CHALLENGE:
Print exactly the lines from the one containing "of the running" through the last line of the listing, both included.

<<<<

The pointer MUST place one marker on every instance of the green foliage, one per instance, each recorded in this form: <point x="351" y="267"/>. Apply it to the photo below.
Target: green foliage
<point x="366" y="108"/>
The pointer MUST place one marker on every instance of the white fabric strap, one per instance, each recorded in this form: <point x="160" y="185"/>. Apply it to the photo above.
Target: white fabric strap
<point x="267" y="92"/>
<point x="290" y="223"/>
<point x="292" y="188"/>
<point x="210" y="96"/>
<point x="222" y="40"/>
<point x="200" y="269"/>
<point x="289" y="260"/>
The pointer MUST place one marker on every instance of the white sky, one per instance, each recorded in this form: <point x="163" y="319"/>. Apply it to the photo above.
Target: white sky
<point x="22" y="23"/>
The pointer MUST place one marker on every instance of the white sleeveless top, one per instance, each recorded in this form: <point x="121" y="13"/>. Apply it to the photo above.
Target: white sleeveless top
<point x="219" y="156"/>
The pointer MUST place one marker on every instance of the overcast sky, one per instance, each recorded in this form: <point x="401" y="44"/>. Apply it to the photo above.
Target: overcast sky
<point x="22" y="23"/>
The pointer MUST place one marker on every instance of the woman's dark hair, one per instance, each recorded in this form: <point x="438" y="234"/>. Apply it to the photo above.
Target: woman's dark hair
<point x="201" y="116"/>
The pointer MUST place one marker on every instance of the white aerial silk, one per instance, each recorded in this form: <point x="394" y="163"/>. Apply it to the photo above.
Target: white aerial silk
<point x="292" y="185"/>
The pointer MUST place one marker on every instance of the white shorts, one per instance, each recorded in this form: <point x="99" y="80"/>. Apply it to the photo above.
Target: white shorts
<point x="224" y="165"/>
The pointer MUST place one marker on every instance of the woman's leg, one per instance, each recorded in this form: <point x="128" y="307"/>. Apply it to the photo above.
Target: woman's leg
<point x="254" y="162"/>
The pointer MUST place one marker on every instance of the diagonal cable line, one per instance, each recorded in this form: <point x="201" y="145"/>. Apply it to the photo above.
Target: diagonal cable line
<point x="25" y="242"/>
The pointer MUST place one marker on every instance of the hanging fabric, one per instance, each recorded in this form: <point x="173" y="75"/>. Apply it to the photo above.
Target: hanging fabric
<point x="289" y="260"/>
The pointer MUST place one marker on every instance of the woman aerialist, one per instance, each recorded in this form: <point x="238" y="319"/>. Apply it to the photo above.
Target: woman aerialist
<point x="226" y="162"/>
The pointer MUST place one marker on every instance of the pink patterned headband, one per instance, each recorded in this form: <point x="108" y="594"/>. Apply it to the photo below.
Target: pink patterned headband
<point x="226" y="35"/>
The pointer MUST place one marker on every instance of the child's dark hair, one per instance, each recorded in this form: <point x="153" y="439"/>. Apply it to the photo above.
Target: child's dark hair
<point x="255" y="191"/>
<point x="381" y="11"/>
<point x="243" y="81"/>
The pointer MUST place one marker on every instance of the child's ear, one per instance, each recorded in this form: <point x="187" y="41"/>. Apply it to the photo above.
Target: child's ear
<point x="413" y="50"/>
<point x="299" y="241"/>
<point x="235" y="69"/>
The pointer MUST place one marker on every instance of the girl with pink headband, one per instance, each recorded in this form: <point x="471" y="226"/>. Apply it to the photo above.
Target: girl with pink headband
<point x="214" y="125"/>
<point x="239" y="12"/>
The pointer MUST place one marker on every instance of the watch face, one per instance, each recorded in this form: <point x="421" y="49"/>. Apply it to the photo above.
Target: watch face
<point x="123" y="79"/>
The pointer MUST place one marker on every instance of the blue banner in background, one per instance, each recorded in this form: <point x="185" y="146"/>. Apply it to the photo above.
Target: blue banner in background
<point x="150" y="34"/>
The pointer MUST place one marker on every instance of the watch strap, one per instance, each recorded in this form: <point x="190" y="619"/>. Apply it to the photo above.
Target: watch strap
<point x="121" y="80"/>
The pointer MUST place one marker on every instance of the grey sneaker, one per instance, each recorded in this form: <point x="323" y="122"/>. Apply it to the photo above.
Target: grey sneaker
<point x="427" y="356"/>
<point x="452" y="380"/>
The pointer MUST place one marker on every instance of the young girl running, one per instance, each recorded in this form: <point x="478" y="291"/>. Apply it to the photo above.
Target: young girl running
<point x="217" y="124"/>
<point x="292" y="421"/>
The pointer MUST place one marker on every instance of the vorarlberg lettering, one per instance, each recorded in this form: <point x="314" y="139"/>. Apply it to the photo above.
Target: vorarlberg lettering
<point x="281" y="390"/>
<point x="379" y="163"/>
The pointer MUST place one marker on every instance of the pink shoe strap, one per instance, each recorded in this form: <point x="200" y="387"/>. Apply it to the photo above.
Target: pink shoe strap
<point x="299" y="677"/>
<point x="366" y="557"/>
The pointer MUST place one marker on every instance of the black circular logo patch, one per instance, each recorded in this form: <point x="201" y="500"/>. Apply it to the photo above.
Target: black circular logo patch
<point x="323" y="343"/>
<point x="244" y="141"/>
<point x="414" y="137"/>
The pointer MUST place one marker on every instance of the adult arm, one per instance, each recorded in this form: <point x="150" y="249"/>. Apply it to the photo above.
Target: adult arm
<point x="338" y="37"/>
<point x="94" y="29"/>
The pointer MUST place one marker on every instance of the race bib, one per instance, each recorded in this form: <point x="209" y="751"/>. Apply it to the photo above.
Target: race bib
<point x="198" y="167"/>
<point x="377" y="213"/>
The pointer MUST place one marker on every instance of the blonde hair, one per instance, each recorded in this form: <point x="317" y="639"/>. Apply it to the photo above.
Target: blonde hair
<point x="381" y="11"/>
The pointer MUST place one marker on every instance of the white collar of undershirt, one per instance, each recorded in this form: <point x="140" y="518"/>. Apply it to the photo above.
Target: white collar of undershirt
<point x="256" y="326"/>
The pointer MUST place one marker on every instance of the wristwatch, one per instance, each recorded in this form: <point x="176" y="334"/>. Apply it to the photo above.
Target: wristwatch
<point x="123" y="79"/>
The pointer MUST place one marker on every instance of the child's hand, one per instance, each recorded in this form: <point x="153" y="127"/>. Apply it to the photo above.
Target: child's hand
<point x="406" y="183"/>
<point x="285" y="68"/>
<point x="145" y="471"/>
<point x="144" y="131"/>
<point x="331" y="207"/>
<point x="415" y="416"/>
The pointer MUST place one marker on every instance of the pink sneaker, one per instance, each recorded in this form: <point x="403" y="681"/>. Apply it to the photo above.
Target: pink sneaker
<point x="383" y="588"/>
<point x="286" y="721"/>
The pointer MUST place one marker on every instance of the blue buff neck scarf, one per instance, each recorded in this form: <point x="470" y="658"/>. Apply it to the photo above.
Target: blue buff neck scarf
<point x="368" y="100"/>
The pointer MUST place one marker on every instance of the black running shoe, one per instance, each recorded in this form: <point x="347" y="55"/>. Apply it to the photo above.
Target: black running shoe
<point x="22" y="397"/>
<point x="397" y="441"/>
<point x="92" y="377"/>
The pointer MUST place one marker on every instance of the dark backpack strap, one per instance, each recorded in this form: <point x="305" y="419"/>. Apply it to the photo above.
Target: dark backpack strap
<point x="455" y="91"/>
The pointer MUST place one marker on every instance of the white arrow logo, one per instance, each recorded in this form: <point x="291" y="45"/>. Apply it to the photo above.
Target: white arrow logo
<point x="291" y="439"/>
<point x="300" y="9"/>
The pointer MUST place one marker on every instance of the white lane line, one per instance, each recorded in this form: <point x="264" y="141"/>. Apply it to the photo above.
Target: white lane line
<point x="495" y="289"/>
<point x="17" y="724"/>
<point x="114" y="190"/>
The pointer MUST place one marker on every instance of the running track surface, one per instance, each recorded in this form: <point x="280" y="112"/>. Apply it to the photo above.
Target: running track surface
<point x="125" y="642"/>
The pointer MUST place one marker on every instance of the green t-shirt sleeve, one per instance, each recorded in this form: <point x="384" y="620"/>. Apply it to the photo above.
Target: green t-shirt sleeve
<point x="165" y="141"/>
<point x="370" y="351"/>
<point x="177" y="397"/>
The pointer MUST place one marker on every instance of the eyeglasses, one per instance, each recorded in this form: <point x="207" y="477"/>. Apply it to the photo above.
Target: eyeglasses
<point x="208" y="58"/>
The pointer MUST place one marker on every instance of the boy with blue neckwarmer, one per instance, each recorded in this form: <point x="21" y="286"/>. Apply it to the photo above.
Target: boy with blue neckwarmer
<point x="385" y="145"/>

>>>>

SOLUTION:
The pointer MUST place one marker on every instance of the running track surface, one per instance, each recorded in this form: <point x="280" y="112"/>. Apply it to the photo above.
Target: running track surface
<point x="125" y="642"/>
The pointer MUST place one marker on every instance of the green t-shirt sleeve, one per instance, each recorded in this form: <point x="384" y="620"/>. Apply it to the photo above.
Target: green t-shirt sleeve
<point x="165" y="141"/>
<point x="370" y="351"/>
<point x="177" y="397"/>
The pointer MUST place one marker on every instance of the eyeglasses, one per instance, each recorded in this form: <point x="207" y="477"/>. Apply it to the photo above.
Target: eyeglasses
<point x="208" y="58"/>
The pointer MUST place one marker on every instance of the boy with blue neckwarmer, one per instance, each recorded in this form: <point x="21" y="286"/>. Apply it to the photo above.
Target: boy with blue neckwarmer
<point x="385" y="145"/>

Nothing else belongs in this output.